**Problem:** Restating every entry exactly is the whole task.
--- Provided records ---
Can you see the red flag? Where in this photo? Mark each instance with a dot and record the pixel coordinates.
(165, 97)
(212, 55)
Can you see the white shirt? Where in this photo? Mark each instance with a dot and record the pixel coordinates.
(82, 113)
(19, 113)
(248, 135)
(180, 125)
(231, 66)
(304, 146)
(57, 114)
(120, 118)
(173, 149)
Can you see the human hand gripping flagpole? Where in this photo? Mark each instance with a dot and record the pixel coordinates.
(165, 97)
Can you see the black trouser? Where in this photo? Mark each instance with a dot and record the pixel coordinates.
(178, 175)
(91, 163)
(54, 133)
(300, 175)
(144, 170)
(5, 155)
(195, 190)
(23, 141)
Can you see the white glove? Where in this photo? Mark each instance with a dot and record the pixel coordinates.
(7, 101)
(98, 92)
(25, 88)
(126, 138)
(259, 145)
---
**Exercise response:**
Can you see the red flag? Where in this photo? Mark each instance with a dot and record the pixel coordinates.
(165, 97)
(212, 55)
Can you see the white shirt? Where in this photo? Mark each instance with a dot and record the pixel coordinates.
(82, 113)
(19, 113)
(248, 135)
(180, 125)
(231, 66)
(304, 146)
(57, 114)
(120, 118)
(173, 149)
Can you see the human hand gripping flagpole? Where in this photo? Mark each instance with a dot and record the pixel coordinates.
(165, 97)
Can you see the black trouser? Where in this photo? Mark each instance with a dot and record the pixel coordinates.
(178, 175)
(91, 163)
(54, 133)
(300, 175)
(144, 170)
(5, 155)
(195, 190)
(23, 141)
Can you see the white glove? Where in this photo? Mark each instance with a dot and record the pixel coordinates.
(7, 101)
(98, 92)
(25, 88)
(126, 138)
(259, 145)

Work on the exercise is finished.